Dataset excerpt:

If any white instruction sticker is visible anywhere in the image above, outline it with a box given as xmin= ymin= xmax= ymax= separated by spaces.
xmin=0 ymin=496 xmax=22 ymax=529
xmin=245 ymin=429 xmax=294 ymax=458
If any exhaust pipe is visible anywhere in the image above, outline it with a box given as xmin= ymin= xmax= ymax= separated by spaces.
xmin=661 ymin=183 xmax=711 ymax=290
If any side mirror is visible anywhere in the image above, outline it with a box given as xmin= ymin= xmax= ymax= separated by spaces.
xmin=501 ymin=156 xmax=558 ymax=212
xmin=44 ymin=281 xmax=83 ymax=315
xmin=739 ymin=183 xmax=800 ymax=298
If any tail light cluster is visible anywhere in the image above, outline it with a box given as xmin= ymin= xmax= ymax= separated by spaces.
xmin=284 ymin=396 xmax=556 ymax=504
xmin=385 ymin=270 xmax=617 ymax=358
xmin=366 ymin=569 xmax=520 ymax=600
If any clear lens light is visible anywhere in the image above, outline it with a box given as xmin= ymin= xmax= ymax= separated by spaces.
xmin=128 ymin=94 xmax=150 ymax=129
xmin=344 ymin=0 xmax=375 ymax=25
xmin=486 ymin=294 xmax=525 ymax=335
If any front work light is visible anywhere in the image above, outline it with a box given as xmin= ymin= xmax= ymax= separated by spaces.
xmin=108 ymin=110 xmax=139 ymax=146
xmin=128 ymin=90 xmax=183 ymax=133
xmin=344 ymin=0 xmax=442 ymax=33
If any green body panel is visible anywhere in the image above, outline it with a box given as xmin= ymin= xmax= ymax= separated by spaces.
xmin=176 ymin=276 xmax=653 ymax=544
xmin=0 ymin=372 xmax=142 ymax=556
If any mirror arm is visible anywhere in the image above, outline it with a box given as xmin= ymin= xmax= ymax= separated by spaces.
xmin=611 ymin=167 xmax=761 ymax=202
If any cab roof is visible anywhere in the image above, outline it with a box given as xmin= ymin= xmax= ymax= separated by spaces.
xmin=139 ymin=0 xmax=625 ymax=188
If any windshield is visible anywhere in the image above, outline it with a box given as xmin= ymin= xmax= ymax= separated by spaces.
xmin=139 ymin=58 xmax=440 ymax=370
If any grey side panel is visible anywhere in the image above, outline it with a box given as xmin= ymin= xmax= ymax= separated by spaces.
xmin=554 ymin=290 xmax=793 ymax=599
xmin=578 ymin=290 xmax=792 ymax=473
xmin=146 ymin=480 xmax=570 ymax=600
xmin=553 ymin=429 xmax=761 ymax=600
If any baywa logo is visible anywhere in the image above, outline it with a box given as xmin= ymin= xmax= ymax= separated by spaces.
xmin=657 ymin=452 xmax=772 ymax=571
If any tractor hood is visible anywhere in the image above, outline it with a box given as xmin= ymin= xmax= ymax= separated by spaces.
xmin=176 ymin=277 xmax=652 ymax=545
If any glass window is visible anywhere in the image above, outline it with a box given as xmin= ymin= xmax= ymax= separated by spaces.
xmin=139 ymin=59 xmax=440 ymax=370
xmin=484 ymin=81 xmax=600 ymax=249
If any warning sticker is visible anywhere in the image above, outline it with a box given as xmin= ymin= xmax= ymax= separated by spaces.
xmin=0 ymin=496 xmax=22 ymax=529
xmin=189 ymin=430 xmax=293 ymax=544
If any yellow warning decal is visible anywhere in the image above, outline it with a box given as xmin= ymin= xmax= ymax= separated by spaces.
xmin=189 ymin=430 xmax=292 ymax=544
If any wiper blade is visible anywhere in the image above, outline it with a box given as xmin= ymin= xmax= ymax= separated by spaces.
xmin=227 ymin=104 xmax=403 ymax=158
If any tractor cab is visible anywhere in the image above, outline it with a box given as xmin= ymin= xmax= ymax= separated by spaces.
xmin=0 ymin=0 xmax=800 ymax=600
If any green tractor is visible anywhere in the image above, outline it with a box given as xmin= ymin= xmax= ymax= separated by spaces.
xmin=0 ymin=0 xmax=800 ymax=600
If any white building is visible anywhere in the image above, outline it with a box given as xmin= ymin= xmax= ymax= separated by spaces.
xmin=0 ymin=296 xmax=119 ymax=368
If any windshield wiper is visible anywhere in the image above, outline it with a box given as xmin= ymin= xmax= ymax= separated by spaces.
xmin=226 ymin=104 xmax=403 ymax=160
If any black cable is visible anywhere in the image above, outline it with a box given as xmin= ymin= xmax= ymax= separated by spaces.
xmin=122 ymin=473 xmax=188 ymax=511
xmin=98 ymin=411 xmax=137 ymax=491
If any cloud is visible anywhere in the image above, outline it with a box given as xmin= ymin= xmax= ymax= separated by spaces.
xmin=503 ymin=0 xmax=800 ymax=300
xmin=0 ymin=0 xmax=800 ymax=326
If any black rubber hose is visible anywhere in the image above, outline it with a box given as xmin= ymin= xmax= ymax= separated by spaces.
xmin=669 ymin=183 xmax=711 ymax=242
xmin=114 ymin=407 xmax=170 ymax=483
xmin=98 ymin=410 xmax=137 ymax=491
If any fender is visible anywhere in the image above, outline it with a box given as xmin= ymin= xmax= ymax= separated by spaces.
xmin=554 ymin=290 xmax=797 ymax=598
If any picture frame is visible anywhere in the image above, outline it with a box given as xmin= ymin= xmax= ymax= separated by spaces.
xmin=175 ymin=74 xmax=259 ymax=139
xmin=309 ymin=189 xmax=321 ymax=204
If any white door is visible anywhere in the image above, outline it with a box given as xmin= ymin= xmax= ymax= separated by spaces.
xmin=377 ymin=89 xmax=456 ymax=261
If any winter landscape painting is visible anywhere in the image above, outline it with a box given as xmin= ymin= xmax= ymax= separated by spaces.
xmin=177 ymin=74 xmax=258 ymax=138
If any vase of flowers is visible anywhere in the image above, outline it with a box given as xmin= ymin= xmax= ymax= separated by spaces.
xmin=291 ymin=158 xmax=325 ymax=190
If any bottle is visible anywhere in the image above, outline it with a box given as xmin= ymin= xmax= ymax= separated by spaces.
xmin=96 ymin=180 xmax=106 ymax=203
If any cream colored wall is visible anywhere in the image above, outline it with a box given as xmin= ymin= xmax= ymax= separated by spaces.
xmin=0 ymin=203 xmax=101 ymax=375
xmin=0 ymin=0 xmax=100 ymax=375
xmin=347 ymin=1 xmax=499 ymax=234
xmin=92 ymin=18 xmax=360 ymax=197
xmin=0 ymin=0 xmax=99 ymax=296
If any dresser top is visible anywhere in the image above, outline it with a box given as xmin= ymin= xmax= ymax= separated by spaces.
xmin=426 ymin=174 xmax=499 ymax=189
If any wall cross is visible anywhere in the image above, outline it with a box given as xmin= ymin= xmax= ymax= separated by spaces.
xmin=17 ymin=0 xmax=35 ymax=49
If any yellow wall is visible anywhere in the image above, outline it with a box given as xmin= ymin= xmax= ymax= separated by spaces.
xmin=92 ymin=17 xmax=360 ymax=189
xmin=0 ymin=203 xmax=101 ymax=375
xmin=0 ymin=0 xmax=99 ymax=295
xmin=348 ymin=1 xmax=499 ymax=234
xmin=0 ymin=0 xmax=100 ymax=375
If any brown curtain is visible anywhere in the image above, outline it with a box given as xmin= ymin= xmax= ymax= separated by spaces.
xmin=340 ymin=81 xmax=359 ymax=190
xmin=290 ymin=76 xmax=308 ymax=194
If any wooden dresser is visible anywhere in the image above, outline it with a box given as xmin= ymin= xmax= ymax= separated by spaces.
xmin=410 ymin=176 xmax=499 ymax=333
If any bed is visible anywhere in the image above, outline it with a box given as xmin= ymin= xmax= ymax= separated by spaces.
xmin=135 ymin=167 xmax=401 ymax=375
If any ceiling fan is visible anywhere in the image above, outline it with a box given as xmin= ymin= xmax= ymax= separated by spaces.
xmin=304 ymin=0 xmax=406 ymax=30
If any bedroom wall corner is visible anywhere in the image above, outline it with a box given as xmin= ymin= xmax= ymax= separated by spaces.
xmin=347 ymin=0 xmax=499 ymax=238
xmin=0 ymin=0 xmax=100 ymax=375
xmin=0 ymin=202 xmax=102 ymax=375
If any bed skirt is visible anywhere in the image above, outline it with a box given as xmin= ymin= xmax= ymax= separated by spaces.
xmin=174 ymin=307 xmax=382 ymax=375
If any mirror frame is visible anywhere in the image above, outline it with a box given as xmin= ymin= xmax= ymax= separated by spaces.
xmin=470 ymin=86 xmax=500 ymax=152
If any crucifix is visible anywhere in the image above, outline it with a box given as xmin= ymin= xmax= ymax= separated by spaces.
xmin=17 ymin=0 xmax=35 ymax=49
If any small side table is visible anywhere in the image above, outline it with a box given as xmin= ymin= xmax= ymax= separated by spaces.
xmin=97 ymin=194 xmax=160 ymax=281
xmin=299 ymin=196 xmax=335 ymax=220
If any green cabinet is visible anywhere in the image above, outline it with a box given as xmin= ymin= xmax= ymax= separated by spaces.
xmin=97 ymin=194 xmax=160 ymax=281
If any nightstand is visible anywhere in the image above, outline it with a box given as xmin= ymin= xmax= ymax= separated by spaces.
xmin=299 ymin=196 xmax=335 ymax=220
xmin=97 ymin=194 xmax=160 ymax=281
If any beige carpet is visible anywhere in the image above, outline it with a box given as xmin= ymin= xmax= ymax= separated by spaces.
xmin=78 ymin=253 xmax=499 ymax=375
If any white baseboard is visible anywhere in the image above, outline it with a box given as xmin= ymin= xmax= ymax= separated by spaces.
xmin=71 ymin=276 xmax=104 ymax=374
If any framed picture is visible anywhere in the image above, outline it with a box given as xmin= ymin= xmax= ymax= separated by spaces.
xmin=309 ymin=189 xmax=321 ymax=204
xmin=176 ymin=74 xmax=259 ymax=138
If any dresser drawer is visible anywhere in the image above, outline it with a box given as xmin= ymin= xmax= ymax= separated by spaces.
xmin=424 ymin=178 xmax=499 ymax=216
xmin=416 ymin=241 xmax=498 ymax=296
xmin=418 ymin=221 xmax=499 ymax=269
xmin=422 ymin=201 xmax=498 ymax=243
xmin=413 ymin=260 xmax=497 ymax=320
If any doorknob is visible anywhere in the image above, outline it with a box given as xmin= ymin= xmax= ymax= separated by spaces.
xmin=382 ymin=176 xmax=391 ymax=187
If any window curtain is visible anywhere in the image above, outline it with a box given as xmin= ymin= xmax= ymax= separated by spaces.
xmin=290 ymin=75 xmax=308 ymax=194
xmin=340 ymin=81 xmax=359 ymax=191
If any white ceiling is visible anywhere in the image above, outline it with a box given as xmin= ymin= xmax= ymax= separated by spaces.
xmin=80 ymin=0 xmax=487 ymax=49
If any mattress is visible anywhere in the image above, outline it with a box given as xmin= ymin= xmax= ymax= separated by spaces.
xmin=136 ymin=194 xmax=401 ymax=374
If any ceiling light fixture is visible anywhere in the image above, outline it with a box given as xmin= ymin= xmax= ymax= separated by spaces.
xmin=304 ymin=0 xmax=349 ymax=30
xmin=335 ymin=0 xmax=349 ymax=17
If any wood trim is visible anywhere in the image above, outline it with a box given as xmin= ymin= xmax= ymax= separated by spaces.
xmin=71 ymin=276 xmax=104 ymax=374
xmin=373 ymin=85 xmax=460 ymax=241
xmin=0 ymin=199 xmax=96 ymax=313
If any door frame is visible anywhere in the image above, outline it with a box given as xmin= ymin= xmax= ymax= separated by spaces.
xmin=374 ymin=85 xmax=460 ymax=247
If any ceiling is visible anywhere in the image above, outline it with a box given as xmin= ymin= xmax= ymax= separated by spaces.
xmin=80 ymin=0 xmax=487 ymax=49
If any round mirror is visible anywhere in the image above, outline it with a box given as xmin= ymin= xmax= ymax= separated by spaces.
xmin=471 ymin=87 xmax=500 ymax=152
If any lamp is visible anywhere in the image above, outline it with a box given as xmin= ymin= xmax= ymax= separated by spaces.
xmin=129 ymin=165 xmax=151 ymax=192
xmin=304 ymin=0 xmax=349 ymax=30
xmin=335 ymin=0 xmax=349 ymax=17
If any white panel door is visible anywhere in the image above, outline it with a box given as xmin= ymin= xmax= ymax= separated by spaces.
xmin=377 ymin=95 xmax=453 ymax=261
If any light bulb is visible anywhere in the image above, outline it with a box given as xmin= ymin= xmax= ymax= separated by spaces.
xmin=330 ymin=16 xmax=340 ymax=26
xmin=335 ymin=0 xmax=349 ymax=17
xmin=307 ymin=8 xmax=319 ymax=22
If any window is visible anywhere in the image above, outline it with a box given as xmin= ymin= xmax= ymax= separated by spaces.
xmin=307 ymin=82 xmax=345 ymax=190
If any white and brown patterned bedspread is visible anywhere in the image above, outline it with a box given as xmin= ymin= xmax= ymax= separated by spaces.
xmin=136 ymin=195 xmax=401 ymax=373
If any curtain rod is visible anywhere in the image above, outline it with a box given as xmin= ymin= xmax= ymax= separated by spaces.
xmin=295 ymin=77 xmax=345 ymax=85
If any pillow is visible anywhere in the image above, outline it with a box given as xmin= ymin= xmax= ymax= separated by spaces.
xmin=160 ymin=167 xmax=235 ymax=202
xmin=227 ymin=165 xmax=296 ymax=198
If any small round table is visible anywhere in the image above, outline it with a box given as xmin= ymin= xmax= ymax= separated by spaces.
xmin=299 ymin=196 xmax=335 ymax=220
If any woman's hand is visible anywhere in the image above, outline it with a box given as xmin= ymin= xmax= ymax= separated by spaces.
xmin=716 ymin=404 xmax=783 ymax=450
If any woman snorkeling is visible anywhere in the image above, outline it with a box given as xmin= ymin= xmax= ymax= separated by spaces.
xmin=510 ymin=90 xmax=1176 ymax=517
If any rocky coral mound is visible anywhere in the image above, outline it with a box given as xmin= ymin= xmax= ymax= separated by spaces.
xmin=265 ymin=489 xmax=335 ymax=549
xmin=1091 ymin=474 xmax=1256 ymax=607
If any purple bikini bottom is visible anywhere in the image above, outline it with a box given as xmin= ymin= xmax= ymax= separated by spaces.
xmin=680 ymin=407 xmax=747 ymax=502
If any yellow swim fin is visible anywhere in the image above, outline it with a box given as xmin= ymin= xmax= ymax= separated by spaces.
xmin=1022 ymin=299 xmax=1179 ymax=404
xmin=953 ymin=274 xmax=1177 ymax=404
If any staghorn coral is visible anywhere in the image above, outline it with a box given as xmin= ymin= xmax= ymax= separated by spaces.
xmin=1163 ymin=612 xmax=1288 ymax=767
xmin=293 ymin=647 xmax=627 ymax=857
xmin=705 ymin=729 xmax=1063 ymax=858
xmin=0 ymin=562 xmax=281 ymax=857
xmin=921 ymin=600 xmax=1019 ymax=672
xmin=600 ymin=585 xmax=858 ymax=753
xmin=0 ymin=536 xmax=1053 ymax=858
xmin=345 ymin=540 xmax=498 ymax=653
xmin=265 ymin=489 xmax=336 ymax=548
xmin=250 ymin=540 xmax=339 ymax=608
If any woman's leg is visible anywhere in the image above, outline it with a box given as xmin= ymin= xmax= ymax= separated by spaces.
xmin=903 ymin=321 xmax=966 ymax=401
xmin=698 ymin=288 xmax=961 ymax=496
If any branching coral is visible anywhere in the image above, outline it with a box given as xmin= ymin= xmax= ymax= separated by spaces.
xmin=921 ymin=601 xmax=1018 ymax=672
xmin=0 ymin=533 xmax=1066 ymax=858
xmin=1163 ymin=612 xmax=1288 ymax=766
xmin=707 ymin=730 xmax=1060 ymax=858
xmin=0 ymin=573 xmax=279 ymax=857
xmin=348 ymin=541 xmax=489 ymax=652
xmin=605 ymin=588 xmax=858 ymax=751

▸ SHORT EXERCISE
Reproduce the rows from the start of the rows through the line holding "xmin=245 ymin=429 xmax=294 ymax=458", inclusive, and decrease every box coordinate in the answers by 137 while leaving all other text unchanged.

▸ PROBLEM SOLUTION
If any white instruction sticker is visible anywhere in the image above, outline it with a box given as xmin= ymin= xmax= ymax= separated by spaces.
xmin=-137 ymin=359 xmax=-115 ymax=392
xmin=108 ymin=292 xmax=157 ymax=321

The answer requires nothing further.